### [GIVEN REQUEST]
Collect every line of the records that contains the word "belt".

========================

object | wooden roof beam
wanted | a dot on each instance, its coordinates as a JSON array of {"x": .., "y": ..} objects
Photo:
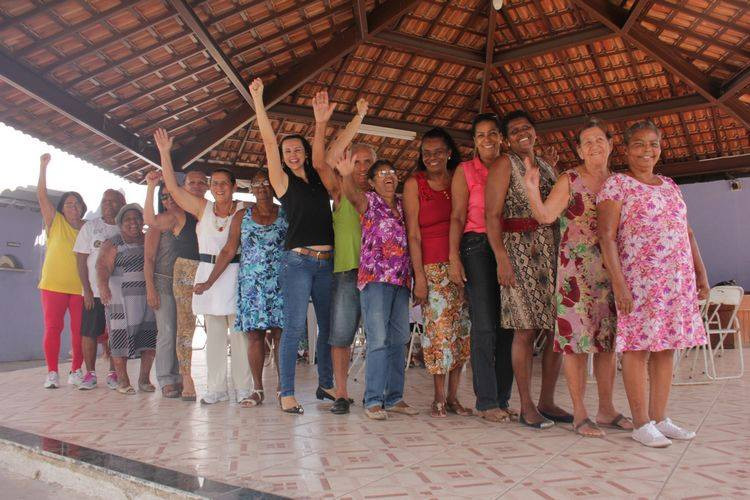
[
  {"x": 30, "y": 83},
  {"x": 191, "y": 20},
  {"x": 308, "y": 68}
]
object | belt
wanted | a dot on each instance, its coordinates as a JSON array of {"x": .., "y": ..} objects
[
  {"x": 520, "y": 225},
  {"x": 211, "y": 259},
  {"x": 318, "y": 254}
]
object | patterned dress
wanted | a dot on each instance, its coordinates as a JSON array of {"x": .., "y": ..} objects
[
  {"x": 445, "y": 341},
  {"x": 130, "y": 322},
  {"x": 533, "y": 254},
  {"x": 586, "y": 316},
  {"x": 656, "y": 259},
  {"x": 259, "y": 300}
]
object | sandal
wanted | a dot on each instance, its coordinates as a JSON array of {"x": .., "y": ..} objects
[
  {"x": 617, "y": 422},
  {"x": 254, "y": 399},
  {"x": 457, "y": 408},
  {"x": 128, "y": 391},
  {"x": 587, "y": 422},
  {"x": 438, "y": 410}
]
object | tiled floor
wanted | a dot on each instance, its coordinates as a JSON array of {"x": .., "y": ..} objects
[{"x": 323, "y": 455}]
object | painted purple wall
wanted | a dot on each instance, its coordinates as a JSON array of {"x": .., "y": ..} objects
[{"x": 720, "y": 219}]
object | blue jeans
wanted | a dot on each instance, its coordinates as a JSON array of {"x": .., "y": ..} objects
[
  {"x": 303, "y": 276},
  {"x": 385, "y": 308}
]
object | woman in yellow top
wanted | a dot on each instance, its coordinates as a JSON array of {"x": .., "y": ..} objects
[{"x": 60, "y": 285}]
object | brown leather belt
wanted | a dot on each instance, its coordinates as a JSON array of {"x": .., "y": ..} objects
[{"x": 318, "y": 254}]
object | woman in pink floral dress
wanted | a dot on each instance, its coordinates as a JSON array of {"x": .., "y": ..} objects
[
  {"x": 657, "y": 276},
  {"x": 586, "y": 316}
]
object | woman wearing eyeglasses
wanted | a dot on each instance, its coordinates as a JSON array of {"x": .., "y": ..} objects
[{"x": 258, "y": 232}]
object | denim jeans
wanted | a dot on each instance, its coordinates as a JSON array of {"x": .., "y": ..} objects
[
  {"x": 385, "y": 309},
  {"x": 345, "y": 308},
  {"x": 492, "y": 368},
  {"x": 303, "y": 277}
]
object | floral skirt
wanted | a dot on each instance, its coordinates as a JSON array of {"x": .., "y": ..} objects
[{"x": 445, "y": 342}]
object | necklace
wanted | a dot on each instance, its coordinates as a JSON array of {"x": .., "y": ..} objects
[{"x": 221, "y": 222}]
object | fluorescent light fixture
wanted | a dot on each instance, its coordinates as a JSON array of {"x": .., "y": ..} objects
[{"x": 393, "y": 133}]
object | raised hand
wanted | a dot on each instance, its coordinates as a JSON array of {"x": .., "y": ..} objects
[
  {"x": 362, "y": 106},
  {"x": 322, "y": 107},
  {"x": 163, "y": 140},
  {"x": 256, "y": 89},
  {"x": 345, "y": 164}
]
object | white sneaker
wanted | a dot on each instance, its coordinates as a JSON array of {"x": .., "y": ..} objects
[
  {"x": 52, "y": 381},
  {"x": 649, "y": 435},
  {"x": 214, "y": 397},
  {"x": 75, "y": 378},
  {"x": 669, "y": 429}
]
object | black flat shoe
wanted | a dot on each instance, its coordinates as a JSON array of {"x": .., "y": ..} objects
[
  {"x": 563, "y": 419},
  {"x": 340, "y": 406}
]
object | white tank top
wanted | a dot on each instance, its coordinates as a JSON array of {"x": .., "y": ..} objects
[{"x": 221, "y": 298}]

========================

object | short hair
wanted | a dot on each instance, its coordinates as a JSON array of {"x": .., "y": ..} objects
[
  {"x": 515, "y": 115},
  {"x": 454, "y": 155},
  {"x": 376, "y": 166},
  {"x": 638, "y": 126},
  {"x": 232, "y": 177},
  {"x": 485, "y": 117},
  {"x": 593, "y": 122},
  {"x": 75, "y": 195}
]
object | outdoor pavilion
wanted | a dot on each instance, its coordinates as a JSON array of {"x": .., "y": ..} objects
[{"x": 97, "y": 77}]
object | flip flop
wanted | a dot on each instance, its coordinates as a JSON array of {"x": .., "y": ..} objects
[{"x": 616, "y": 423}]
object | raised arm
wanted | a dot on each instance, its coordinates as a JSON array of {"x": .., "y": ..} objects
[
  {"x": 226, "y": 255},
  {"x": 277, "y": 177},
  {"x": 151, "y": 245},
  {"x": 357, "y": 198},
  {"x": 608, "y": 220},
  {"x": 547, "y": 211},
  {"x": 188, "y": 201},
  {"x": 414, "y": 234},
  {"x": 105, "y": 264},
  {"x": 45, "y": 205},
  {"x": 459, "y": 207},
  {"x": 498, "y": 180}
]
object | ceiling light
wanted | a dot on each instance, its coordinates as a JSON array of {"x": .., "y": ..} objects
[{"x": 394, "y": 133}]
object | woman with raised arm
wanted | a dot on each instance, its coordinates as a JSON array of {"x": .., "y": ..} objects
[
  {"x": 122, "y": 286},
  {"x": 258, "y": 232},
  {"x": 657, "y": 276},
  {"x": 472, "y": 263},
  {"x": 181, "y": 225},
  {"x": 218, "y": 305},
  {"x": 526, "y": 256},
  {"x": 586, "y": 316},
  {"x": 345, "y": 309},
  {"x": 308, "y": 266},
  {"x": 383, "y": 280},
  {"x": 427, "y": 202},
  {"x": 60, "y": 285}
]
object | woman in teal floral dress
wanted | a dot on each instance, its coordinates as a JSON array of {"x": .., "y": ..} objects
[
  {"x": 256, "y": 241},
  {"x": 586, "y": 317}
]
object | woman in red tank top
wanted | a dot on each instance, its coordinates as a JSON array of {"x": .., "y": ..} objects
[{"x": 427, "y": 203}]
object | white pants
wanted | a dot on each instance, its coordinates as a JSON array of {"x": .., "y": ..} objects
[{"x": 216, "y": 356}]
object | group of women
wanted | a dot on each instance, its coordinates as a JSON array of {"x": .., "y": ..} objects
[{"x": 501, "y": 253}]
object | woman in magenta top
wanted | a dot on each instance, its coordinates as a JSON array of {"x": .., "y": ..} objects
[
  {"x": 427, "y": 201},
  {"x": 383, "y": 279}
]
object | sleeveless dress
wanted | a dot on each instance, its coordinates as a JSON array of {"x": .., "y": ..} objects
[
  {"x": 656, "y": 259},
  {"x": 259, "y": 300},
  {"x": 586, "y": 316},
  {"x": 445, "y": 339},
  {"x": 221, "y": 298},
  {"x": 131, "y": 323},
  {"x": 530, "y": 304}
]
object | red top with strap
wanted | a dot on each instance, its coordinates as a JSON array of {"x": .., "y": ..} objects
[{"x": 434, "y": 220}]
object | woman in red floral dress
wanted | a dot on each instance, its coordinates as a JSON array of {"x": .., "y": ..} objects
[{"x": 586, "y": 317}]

========================

### [SOLUTION TO THIS EXERCISE]
object | belt
object | brown leather belt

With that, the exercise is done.